Text
If you’re expecting a typical photo-heavy entry about traveling and outdoor escapades, you can skip this post altogether. Come back in a couple weeks. If you’re interested in bicycle tour route planning, then there might be something of interest here.
Historic planning and navigation
I don’t normally write about gear or about the geeky computer stuff that I do, but we had a long covid lockdown, and I spent way too much on the computer.
It was about 28 years ago that I first put panniers on my bicycle and did an overnight bicycle tour. Of course, I’ve updated my equipment list over the years, but I can point to one piece of equipment that has made the biggest impact on the quality of bicycle touring — the smartphone (with gps-enabled mapping applications).
We used to deal with paper maps, trying to find ever more detailed maps along the way, stopping at tourist offices to see if they had information about good routes for bicyclists, and very frequently asking people which way to go. All this is kind of fun, but it rarely got you on the best route.
In 1999 we pedaled some 10,000km in Africa with often just a 1:4,000,000 scale map! (That’s a cm for every 40km.) I remember being so excited in 2006 that the tourist office in Lausanne had a map showing the bicycle routes in the city. I picked it up when I first arrived and used it for the four days I spent in the city.
How times have changed. I love paper maps, and I must admit I enjoyed visiting Ethiopia’s equivalent to the USGS in Addis Ababa or INEGI in Mexico City or the widest selection of maps I’ve ever seen, at a store in Berlin, for a few examples.
Transition
Only four years ago I met Kurt at the Madrid airport, and he used his phone and some fancy app called osmand to find us a super route from the airport into the center of the city. I realized I needed to look into this technology.
Back in Turkey two months later I installed osmand on Ferda’s phone (I didn’t have a smartphone yet), and we joined a group tour from Kayseri to Antalya. During the three days we spent in Tarsus, I really used osmand for the first time and was amazed by the great routes it found through the city. With my 1:400,000 map and lots of asking for directions, I would have never found such bicycle friendly routes.
Another two months later Ferda and I were bicycling in Sweden. I bought an atlas in Malmö and was still mostly navigating with that, like I had been doing for over 20 years. But that 1:250,000 atlas didn’t show enough detail for finding a good route into Kalmar. Let’s check this osmand thing, we said — we still weren’t accustomed to it yet. Oh, look, it shows a bicycle route straight into the center of the city. It was only for bikes and of course didn’t show up in the atlas at all. Fantastic! I was finally beginning to get it.
Around this time a friend in Antalya couldn’t believe I was still using a Nokia phone with buttons. He gave me his old smartphone. I installed osmand and used it during a tour with Jack in Oman in January 2018. Worked great. Four months later I used osmand again in Sulawesi with Ferda. However, smartphones were still new for me, and I didn’t realize they weren’t waterproof. Really?! People spend so much money on these things, and they aren’t even waterproof??!! It never rained in Oman, but I learned this the hard way in Sulawesi. The screen never fully recovered, and I ended up buying my first smartphone in Rantepao, the biggest city in Tana Toraja. At 1,100,000 rupiah (almost US$80) it seemed like a crazy price to pay for a telephone. That’s the cell phone I still have.
Current route planning
Route planning involves routing, and routing requires two things:
- detailed information about the route choices and
- an algorithm to take this information and choose the best route.

Assignment A
List every map scale given in the post on bicycle route planning.
Assignment B
Retype the part of the post on bicycle route planning between "We used to deal" and "spent in the city.", inclusive.

Dataset extract
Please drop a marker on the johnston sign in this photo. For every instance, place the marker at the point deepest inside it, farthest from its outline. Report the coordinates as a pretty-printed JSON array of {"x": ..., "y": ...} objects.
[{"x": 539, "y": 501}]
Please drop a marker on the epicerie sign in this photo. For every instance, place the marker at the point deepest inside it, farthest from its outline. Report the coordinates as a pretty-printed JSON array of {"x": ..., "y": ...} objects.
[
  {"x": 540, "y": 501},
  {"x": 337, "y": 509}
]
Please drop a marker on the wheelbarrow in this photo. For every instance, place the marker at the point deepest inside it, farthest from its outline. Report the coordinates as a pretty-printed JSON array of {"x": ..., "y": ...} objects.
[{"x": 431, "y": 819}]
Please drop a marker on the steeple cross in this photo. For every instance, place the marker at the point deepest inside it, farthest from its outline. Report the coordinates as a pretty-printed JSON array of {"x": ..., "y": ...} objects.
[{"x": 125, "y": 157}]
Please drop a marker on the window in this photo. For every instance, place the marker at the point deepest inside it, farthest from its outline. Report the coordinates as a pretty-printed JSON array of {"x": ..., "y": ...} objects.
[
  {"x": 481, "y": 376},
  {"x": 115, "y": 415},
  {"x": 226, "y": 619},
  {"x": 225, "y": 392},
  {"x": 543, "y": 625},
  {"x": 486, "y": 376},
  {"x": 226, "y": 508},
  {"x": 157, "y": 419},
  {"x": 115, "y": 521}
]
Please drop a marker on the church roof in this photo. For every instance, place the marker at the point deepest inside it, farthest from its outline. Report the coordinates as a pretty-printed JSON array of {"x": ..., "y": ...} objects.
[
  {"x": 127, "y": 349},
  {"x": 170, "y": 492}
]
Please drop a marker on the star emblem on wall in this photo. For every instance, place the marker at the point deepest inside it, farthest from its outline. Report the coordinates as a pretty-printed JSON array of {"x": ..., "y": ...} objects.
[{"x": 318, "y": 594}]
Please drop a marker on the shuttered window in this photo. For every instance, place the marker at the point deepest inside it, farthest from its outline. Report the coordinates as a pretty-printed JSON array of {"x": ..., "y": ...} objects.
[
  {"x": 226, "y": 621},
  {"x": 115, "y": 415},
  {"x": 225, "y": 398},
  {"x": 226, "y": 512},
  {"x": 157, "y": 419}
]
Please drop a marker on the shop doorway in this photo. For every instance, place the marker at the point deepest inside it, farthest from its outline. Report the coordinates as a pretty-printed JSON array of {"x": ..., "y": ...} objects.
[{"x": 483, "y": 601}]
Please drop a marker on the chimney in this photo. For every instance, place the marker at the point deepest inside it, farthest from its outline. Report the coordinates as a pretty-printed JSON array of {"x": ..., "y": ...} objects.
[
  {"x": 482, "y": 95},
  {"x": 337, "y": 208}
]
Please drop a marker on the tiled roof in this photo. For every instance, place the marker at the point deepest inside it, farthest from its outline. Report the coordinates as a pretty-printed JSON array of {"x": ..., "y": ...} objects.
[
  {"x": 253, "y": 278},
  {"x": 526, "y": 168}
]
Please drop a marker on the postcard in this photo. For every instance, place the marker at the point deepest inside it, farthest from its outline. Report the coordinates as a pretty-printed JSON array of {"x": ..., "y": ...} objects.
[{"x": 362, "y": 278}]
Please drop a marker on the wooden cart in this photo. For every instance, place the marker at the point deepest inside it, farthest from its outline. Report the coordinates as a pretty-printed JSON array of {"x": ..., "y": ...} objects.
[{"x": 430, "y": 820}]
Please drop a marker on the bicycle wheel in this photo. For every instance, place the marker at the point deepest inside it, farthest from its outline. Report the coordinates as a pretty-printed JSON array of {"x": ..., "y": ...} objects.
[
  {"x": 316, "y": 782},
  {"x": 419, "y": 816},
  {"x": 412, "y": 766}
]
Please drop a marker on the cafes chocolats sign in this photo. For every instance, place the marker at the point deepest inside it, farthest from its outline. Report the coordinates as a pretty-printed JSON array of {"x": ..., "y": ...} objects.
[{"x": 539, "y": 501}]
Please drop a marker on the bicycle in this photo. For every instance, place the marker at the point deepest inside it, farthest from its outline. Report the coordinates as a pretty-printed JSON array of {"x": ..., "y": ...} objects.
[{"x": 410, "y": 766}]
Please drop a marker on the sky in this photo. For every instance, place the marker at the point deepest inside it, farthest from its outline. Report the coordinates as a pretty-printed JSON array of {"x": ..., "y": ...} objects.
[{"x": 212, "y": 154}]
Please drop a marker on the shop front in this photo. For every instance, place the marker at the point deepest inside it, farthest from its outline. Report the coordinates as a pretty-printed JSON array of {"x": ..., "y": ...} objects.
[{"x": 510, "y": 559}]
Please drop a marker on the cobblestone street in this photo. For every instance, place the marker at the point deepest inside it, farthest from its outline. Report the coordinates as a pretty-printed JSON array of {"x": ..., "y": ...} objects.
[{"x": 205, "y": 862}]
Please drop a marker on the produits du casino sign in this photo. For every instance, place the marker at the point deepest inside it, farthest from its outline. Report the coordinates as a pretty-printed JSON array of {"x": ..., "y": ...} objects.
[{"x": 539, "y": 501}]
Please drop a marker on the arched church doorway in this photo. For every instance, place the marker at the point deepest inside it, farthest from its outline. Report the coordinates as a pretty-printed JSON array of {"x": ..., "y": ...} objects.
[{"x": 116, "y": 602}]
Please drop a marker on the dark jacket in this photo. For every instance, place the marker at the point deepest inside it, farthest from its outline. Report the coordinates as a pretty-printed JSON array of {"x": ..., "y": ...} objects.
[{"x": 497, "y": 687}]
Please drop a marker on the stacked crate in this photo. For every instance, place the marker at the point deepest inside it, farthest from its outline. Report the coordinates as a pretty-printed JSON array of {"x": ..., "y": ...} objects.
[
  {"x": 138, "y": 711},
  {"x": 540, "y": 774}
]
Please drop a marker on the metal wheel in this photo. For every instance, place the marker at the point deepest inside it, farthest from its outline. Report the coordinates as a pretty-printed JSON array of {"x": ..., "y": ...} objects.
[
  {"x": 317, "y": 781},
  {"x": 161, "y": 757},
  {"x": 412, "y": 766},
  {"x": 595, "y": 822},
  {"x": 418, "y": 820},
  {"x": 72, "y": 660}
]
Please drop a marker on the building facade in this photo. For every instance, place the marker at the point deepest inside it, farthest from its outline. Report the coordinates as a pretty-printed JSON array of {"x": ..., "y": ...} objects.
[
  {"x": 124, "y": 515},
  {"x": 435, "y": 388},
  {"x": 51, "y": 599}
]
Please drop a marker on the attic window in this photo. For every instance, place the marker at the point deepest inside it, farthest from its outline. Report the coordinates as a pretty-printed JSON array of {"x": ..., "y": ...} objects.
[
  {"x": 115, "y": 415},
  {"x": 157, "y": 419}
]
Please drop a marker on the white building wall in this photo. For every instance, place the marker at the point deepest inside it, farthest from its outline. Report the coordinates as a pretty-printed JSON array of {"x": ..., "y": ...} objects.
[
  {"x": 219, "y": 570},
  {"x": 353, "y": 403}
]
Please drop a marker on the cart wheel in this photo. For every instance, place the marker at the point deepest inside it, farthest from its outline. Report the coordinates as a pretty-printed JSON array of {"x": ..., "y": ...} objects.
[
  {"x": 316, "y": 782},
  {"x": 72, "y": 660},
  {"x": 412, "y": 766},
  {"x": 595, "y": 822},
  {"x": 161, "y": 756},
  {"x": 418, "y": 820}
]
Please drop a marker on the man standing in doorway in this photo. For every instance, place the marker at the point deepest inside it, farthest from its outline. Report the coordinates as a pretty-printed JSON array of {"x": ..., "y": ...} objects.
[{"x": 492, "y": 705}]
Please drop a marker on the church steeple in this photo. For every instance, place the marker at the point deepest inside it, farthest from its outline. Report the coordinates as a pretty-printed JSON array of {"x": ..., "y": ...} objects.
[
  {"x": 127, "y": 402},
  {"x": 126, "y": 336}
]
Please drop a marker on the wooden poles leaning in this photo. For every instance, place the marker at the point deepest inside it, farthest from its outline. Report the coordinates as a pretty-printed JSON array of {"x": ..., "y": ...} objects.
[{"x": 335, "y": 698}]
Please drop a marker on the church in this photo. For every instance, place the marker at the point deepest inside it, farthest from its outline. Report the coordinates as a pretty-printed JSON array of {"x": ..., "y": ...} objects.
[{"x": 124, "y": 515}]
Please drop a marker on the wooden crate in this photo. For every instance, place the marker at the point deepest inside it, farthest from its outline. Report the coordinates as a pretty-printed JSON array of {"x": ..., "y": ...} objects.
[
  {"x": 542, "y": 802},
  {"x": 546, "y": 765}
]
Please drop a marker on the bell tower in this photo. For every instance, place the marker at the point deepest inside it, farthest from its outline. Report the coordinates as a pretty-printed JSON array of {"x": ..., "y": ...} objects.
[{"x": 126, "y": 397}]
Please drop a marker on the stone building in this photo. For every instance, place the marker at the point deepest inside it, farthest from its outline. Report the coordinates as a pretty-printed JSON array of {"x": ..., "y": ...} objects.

Result A
1:4,000,000
1:400,000
1:250,000

Result B
We used to deal with paper maps, trying to find ever more detailed maps along the way, stopping at tourist offices to see if they had information about good routes for bicyclists, and very frequently asking people which way to go. All this is kind of fun, but it rarely got you on the best route.
In 1999 we pedaled some 10,000km in Africa with often just a 1:4,000,000 scale map! (That’s a cm for every 40km.) I remember being so excited in 2006 that the tourist office in Lausanne had a map showing the bicycle routes in the city. I picked it up when I first arrived and used it for the four days I spent in the city.